───── De gegevens
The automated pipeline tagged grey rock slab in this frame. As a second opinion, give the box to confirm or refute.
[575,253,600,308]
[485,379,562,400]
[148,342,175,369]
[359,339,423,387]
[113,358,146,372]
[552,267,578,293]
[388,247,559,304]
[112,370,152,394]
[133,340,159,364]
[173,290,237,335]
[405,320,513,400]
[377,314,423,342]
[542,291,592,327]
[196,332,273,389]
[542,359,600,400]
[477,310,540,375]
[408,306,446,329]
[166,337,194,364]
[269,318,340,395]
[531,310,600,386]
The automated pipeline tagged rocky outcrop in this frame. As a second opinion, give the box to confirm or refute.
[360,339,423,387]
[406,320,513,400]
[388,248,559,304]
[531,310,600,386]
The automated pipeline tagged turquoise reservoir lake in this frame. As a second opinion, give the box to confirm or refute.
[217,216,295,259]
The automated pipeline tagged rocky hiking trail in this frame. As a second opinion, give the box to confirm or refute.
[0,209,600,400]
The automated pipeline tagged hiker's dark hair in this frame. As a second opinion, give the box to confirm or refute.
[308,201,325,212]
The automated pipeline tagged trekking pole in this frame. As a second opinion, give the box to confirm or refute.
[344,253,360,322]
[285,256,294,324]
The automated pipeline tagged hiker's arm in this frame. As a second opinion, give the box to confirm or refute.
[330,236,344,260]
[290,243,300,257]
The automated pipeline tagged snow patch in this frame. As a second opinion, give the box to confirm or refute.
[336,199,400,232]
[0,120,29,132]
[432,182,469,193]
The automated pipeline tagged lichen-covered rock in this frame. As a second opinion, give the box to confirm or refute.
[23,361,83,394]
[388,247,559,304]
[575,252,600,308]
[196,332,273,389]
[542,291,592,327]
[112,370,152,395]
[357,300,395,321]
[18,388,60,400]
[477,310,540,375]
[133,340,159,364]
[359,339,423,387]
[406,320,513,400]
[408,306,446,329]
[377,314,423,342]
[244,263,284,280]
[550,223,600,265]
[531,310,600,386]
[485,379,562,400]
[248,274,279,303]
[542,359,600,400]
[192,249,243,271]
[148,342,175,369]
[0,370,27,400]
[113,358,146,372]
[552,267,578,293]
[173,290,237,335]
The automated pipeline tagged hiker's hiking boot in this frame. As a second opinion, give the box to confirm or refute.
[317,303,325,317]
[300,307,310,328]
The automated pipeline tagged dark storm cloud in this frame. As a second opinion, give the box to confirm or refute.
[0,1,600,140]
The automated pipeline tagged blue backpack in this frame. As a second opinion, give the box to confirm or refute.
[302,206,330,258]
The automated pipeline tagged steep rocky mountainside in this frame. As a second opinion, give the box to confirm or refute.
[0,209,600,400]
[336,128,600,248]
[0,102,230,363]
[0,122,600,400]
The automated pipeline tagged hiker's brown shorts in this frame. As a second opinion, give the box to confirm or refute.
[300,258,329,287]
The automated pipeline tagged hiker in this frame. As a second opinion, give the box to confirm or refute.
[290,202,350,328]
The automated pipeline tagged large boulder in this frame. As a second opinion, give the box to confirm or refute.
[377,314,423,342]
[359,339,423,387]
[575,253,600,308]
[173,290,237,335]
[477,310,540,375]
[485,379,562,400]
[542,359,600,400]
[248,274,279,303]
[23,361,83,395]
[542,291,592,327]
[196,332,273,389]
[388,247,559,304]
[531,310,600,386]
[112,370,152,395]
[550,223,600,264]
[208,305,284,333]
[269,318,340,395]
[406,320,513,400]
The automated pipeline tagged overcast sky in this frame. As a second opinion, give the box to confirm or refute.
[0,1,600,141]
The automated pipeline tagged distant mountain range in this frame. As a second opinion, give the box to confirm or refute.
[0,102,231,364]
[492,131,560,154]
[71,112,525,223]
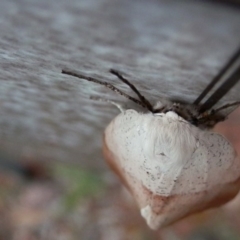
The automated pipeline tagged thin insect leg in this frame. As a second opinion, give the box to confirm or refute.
[214,101,240,113]
[109,69,153,112]
[62,69,146,108]
[90,96,125,112]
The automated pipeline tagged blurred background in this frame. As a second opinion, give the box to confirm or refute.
[0,0,240,240]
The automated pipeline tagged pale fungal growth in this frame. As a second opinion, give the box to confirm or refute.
[63,70,240,229]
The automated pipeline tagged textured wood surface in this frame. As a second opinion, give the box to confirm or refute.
[0,0,240,169]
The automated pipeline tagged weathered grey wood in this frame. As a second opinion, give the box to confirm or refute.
[0,0,240,168]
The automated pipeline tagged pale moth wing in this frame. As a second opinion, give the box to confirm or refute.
[104,110,240,229]
[62,70,240,229]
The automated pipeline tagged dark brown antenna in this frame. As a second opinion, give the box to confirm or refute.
[194,47,240,112]
[62,69,147,108]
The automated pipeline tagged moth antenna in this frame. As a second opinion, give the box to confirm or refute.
[62,69,146,108]
[90,96,125,112]
[109,69,153,112]
[214,101,240,113]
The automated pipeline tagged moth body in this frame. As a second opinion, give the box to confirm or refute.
[104,110,240,229]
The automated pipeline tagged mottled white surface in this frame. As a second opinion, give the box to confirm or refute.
[0,0,240,168]
[105,110,240,229]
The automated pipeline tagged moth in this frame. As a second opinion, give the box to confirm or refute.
[62,50,240,230]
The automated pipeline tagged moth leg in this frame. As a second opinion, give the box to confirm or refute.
[90,96,126,112]
[62,69,146,108]
[109,69,153,112]
[214,101,240,112]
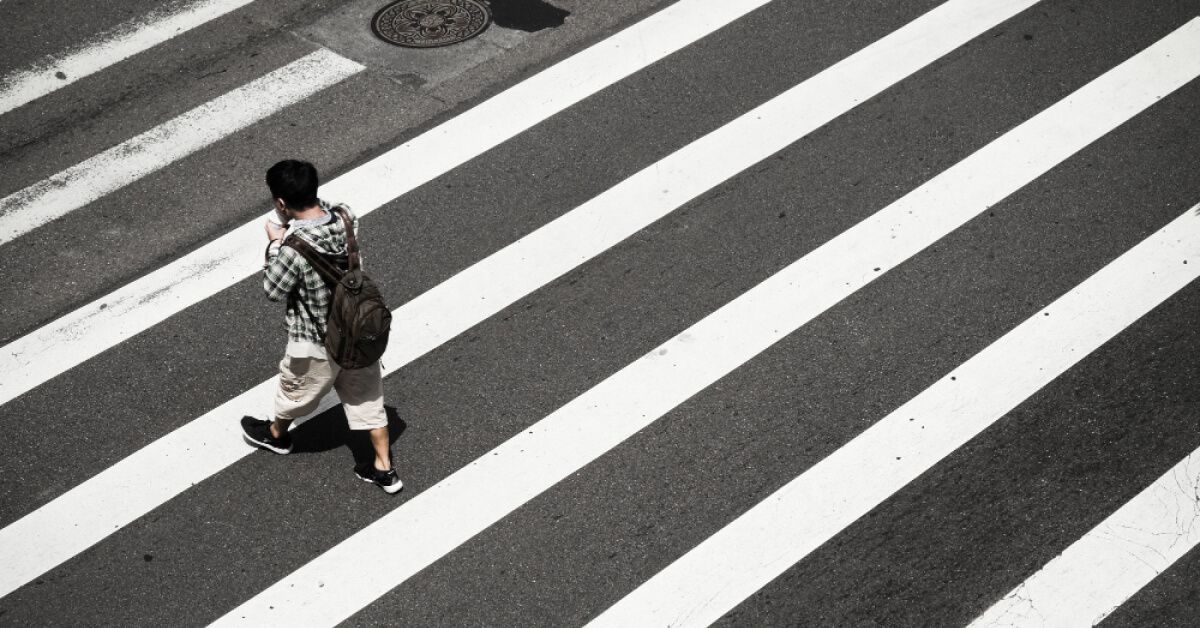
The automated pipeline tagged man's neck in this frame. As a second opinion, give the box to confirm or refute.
[292,203,325,220]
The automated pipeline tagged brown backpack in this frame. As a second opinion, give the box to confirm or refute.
[283,207,391,369]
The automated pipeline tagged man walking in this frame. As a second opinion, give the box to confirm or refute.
[241,160,403,494]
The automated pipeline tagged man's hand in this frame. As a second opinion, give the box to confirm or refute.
[266,220,287,240]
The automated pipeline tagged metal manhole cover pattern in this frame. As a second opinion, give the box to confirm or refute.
[371,0,492,48]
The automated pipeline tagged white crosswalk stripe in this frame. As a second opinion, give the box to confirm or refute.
[0,0,253,114]
[971,439,1200,628]
[0,0,1200,626]
[0,49,364,245]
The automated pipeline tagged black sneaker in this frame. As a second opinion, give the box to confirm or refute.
[241,417,292,454]
[354,462,404,494]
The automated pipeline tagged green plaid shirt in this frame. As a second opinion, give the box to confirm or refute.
[263,201,359,345]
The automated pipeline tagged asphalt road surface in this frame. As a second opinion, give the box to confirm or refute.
[0,0,1200,627]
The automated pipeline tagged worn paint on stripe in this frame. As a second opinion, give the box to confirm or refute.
[0,0,260,114]
[589,202,1200,628]
[0,0,767,413]
[971,439,1200,628]
[0,49,364,244]
[216,2,1200,626]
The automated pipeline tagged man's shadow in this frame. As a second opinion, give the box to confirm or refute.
[292,403,408,465]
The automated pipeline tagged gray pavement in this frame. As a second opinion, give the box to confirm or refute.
[0,0,1200,626]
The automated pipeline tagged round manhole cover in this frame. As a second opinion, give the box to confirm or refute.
[371,0,492,48]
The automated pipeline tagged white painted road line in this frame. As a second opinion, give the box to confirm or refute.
[0,0,1033,596]
[0,0,777,405]
[0,0,260,114]
[0,49,365,245]
[216,9,1200,626]
[588,200,1200,628]
[971,439,1200,628]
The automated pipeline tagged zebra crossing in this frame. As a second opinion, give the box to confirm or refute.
[0,0,1200,626]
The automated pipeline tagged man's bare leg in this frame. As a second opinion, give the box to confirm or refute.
[370,425,391,471]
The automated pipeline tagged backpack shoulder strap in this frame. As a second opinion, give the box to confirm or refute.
[332,205,362,270]
[283,233,342,286]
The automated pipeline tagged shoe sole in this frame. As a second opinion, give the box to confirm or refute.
[354,472,404,495]
[241,432,292,455]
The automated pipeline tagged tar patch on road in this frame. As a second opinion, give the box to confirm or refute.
[491,0,571,32]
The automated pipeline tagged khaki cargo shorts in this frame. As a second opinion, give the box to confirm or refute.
[275,355,388,430]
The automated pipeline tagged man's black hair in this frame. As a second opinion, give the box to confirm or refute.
[266,160,317,210]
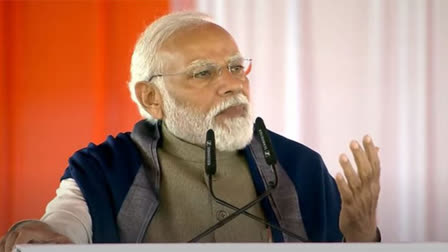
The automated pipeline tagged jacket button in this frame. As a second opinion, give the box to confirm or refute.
[216,210,229,221]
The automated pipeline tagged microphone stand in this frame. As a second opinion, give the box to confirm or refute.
[189,172,278,242]
[208,168,308,242]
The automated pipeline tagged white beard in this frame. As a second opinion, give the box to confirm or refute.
[159,86,253,151]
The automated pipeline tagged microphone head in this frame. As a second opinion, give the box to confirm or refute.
[255,117,277,165]
[205,129,216,175]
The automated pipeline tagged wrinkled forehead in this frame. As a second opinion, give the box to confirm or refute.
[159,23,239,71]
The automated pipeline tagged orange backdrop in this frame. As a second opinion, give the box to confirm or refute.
[0,0,169,234]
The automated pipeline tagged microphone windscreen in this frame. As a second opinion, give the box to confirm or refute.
[255,117,277,165]
[205,129,216,175]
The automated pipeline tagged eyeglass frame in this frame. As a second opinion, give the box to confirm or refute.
[148,57,252,82]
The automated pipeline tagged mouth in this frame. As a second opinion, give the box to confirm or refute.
[216,104,247,118]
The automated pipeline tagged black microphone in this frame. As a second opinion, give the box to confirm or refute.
[190,122,308,242]
[255,117,277,168]
[205,129,216,175]
[189,129,277,242]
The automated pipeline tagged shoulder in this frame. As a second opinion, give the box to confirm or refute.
[269,131,325,172]
[63,132,140,178]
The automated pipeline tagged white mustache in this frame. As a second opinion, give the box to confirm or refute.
[206,94,249,120]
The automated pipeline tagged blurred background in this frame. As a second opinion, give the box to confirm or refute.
[0,0,448,242]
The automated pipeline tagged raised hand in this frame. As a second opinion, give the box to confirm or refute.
[336,136,380,242]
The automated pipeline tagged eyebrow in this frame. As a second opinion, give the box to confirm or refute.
[187,53,243,69]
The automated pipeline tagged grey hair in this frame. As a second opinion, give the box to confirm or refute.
[128,11,213,122]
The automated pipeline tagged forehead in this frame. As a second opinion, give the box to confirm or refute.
[159,23,239,68]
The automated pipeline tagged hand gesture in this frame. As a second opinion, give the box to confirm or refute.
[336,136,380,242]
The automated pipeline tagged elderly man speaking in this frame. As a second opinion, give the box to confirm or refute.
[0,12,380,251]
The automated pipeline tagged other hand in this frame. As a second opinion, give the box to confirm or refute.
[0,221,73,252]
[336,136,380,242]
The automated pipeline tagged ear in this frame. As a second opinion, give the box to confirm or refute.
[135,81,163,120]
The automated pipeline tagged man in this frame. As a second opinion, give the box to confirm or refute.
[0,12,380,251]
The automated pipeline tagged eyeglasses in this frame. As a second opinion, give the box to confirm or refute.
[148,57,252,82]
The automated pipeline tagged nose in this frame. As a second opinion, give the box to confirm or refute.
[216,68,248,96]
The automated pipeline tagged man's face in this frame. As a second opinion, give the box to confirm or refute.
[155,24,252,150]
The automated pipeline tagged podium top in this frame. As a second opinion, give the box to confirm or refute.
[15,243,448,252]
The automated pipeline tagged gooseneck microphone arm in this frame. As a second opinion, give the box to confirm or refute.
[189,175,275,242]
[189,117,308,242]
[208,174,308,242]
[189,129,278,242]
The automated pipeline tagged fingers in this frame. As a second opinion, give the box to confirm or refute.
[339,154,362,192]
[5,232,19,252]
[350,141,372,182]
[15,231,32,244]
[362,135,381,181]
[336,173,353,205]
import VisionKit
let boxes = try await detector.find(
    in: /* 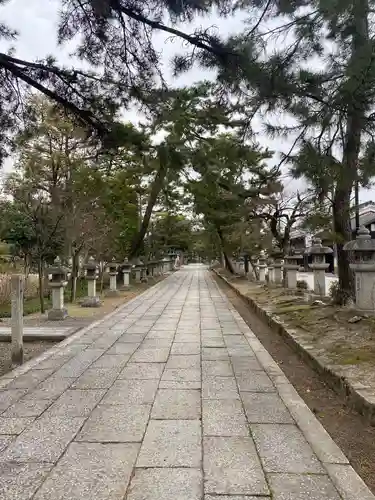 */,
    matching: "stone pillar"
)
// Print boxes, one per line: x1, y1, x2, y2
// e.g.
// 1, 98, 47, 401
48, 257, 68, 321
268, 259, 275, 285
122, 259, 132, 290
161, 257, 168, 274
258, 250, 267, 283
141, 263, 148, 283
344, 226, 375, 314
134, 265, 142, 283
106, 260, 119, 297
284, 255, 303, 290
306, 238, 333, 297
81, 257, 101, 307
11, 274, 25, 365
273, 259, 283, 285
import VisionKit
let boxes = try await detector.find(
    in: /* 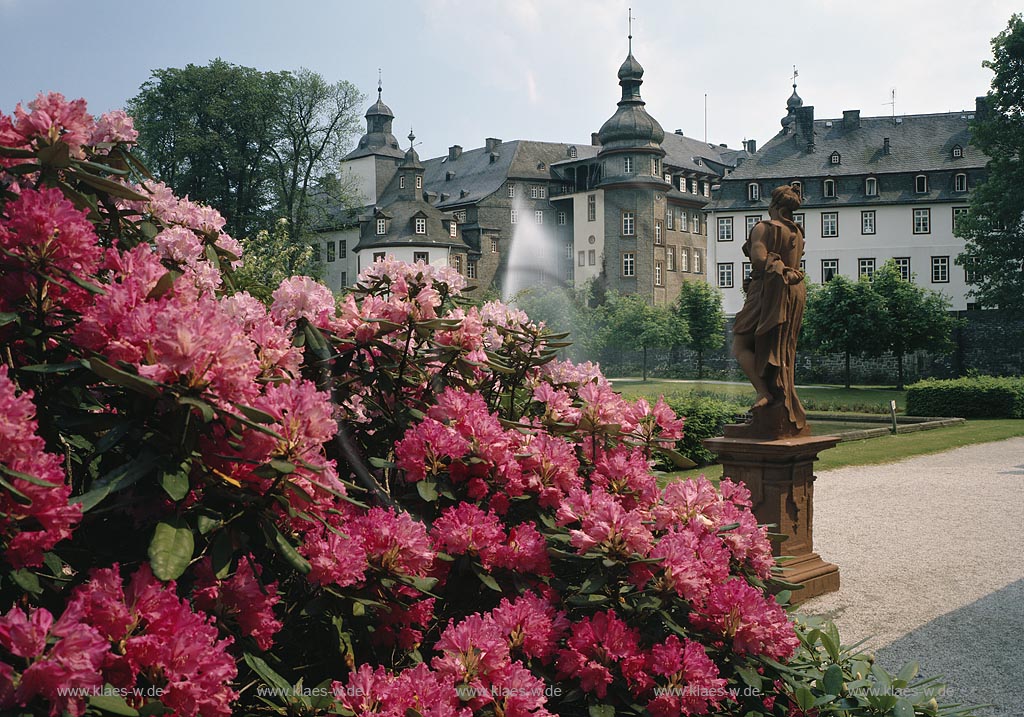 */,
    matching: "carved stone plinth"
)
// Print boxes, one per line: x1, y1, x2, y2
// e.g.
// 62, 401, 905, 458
703, 434, 839, 602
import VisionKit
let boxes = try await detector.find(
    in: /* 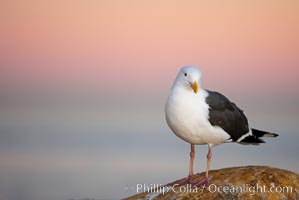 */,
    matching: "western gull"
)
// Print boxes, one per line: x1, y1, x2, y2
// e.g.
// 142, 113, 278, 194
165, 66, 278, 187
──────────
> _Taakdetails_: Neem de regels uit de records hierboven letterlijk over, vanaf de regel met "The automated pipeline tagged large" tot en met de regel met "[23,361,83,395]".

> _Antwoord oefening_:
The automated pipeline tagged large boulder in this frame. As a second opinion, give the box to confirm or refute.
[377,314,423,342]
[359,339,423,387]
[575,253,600,308]
[173,290,237,335]
[477,310,540,375]
[485,379,562,400]
[542,359,600,400]
[248,274,279,303]
[23,361,83,395]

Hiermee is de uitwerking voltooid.